---- DATA LISTING

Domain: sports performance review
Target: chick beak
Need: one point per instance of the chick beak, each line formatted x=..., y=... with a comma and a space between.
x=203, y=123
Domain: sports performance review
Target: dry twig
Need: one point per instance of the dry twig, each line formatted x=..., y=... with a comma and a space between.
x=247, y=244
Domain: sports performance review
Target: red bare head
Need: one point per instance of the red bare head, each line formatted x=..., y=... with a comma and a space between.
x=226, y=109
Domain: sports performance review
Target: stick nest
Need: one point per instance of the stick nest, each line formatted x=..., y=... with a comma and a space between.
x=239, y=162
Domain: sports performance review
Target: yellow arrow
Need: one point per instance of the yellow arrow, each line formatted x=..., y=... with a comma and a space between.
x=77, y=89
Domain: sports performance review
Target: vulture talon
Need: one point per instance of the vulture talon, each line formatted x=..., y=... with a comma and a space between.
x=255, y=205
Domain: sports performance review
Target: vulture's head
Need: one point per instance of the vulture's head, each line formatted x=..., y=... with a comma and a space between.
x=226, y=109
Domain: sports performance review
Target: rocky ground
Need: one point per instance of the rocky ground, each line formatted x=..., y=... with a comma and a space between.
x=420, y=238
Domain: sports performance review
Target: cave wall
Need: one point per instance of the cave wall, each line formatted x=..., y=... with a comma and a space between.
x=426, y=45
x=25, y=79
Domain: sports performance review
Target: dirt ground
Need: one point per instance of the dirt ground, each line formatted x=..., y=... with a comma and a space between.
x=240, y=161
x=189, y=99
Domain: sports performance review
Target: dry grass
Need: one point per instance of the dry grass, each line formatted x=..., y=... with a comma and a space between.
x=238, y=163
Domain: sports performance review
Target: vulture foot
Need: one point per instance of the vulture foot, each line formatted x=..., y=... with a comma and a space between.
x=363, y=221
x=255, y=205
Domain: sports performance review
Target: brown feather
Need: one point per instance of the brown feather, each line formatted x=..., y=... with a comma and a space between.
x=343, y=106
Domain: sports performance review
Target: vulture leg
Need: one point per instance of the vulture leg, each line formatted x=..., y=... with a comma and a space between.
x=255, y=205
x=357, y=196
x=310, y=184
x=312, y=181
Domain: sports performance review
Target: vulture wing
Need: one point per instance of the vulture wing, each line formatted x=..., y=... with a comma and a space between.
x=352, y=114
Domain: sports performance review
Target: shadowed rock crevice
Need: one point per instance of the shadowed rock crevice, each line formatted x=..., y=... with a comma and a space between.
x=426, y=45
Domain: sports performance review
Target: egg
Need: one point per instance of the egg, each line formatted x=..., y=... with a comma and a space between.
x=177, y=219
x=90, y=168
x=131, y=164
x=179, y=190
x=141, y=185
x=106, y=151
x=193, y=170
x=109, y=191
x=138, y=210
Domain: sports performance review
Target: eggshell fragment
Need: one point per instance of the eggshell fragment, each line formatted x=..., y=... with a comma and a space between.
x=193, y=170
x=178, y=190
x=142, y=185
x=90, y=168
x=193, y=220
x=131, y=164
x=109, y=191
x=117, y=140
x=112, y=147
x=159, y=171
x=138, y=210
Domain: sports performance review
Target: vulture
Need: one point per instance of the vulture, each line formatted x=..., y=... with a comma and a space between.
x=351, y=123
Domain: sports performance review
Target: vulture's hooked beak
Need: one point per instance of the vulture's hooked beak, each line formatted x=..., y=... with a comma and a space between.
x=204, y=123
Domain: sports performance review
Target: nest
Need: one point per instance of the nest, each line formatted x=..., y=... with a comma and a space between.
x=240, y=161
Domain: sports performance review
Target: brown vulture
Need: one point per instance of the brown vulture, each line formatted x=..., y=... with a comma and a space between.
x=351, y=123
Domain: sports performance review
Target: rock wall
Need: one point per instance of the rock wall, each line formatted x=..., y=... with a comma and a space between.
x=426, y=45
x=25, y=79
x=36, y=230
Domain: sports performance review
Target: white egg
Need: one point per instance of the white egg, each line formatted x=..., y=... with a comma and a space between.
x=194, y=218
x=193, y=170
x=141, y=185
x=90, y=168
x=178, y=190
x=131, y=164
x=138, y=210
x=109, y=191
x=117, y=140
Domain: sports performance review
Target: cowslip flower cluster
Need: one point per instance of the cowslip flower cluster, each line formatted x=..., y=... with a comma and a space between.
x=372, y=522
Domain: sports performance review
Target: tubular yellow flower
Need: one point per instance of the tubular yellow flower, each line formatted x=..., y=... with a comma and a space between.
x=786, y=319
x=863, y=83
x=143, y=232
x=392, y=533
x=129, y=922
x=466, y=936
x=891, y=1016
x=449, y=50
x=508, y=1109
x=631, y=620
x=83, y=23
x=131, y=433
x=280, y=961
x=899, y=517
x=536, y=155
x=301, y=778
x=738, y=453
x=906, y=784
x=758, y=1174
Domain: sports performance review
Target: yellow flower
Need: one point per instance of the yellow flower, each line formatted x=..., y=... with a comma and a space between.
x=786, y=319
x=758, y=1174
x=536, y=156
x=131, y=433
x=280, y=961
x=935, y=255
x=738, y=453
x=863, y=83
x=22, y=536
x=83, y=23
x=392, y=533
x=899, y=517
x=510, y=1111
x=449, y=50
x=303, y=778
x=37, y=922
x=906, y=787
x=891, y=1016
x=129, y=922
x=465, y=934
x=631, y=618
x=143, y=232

--------

● PROBLEM REQUIREMENTS
Report every line above that contains the string "nest", treating uppercase and lowercase as different.

● THE RESPONSE
Target: stick nest
Need: one point per instance of the stick nest, each line formatted x=..., y=... with a comma and a space between.
Target: nest
Need: one point per instance of the nest, each line formatted x=..., y=... with a comma and a space between.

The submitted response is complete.